[Rows from a dataset]
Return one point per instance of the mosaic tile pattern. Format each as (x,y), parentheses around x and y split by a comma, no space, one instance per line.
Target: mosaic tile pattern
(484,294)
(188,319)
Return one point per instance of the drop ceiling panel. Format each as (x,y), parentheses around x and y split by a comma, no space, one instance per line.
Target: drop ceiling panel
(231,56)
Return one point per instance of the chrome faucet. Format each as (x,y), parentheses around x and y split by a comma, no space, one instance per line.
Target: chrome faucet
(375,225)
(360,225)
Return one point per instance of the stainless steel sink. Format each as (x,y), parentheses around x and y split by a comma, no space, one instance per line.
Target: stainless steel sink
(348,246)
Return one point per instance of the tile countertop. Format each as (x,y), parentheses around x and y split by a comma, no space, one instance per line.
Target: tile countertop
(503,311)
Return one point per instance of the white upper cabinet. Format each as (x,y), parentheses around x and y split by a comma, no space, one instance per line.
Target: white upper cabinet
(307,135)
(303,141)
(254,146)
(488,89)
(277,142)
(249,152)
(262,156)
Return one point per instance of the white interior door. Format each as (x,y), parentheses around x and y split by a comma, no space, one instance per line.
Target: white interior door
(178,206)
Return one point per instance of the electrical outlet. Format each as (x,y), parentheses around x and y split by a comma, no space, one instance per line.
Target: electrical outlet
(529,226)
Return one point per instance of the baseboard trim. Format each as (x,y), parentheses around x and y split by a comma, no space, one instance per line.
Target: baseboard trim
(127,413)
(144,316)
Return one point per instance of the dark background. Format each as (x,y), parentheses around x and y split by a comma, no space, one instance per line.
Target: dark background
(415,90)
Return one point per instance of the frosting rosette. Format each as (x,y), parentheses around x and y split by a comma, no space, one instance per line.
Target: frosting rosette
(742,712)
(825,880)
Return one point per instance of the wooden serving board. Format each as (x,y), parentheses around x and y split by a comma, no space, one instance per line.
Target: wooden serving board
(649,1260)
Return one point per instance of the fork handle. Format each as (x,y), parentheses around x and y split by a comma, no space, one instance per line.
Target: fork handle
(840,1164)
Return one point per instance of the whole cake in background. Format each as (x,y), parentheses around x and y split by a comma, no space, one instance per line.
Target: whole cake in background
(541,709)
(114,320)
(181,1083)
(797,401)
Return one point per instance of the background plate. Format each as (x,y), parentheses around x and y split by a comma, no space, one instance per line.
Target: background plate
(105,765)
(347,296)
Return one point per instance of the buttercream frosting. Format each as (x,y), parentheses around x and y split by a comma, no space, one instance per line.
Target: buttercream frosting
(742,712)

**THE PROBLEM**
Rewrite the records from the line containing "Return one point per instance of the background" through the end of the records, replacing "buttercream" with "whipped cream" and leaving everything else unchanged.

**ANSWER TO THE TASK**
Return one point per instance of the background plate. Format each as (x,y), parentheses around x and y split by a comma, no space, one instance per line.
Target: background plate
(105,765)
(347,296)
Return one point per instance of the whipped cream frosting. Format each as (x,y), parentheses around x and y split by a comma, no space, one instance per line.
Target: whipped cream frosting
(742,712)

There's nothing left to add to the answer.